__ARTICLE__:
.....
# Malt rescues in New Jersey?



## donnanj (Aug 19, 2010)

Does anyone know of any malt rescues in NJ?


----------



## allheart (Oct 3, 2008)

I know there is an organization called Save Our Small Dogs. I check the site often

SOS Dogs


----------



## donnanj (Aug 19, 2010)

TY.......


----------



## harrysmom (Sep 28, 2007)

I don't know of any breed specific maltese rescue in NJ. I think that the AMA rescue folks and a few other rescues represented on SM work in NJ when there is a need. There is also Metropolitan Maltese Rescue in NY.


----------



## dkolack (Nov 24, 2008)

We adopted Queso through Welcome to Shih Tzus & Furbabies, Shih Tzu & Furbaby Rescue is dedicated to rescue, rehabilitaton and rehoming of toy breed dogs. They are out of Connecticut I think, but do the tri-state area. We had a great experience w them.


----------



## allheart (Oct 3, 2008)

dkolack said:


> We adopted Queso through Welcome to Shih Tzus & Furbabies, Shih Tzu & Furbaby Rescue is dedicated to rescue, rehabilitaton and rehoming of toy breed dogs. They are out of Connecticut I think, but do the tri-state area. We had a great experience w them.


 
I've heard wonderful things about them as well. Bless them, you and sweet Queso.
.....
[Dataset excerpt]
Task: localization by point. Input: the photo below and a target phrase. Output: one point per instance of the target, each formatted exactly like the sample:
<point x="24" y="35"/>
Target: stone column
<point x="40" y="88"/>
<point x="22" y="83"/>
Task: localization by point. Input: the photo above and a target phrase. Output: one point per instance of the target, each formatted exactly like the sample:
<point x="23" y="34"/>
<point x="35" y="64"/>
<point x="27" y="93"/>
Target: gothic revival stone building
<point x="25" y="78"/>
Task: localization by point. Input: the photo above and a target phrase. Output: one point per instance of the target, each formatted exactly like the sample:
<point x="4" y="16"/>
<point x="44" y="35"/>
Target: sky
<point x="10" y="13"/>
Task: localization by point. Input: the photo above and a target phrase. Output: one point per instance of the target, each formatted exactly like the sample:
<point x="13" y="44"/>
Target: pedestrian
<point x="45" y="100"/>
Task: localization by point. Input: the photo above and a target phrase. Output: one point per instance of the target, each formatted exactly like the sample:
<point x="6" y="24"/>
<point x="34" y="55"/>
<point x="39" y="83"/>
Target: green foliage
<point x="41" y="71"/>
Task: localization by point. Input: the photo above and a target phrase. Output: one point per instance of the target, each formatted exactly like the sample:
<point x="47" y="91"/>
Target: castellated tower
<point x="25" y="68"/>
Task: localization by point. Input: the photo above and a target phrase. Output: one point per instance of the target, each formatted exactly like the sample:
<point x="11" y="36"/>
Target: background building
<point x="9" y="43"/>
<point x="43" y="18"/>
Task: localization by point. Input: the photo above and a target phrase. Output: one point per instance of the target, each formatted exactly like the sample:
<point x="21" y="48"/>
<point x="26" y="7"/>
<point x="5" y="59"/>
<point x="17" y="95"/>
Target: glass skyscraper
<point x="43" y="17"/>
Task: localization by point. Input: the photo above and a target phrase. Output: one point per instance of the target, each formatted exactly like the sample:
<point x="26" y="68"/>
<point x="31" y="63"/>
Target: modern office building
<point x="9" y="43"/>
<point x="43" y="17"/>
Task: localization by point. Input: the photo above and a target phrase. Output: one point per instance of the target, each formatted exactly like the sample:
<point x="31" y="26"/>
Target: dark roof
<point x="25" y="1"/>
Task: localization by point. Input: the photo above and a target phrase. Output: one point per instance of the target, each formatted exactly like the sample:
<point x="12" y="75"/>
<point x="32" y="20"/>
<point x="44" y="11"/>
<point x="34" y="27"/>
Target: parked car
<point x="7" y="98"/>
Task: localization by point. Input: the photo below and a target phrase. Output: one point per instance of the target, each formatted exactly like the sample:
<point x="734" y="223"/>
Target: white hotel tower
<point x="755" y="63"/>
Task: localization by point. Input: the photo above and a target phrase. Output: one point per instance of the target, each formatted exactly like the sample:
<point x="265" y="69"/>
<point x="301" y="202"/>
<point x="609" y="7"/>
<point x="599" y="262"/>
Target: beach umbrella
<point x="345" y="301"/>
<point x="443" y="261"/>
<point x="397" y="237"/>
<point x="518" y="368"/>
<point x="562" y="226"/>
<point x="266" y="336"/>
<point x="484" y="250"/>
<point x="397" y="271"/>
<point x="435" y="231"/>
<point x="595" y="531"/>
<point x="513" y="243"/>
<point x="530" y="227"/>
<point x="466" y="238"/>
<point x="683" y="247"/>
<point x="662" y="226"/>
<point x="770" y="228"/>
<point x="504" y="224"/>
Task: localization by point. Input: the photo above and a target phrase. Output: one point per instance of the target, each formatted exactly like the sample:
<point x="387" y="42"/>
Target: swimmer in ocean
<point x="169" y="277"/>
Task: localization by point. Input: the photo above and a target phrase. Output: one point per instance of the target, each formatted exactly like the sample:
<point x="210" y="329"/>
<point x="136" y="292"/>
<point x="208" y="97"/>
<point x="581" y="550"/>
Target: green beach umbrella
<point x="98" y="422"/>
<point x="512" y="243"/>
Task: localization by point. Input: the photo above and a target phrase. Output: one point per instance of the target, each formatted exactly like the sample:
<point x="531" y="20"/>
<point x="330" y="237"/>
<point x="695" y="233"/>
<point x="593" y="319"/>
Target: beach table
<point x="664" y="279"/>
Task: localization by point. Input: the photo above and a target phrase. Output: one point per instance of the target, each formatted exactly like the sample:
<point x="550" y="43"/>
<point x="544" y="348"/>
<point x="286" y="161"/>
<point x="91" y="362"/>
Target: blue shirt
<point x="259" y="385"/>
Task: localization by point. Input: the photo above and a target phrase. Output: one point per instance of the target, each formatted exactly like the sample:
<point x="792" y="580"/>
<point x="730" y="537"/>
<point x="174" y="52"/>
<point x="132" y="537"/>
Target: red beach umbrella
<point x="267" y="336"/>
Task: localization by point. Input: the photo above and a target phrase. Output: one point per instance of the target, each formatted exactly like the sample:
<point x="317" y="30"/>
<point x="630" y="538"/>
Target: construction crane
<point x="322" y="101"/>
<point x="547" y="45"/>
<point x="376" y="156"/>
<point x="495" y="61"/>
.....
__GIVEN PROBLEM__: Continue the forum thread about Maltese rescues in New Jersey, picking up after its final post. The entries are separate material and have no connection to the forum thread.

__RESPONSE__:
I honestly, don't know of any Maltese specific in NJ. I did mention SOS dogs, there is also a Wonderful, loving Yorkie Rescue. I am on their favorite breed alert, as they do from time to time get Maltese, not that I would not love a Yorkie as well. We try to help out those rescues and shelters that are near us as much as we possibly can. I do have an application on file with them, not for any specific dog, but just to have on file.

I have spoken to the people and the foster Mommies and they are beyond loving and do from time to time have Maltese. They can alert you when that happens. They are not in NJ, but close enough. Foster homes are all around the tri-state area.

Welcome to Save A Yorkie Rescue, Inc.

Sorry, wish there was a Maltese specific in NJ, but I am also glad, that there are those that will take in any small breeds.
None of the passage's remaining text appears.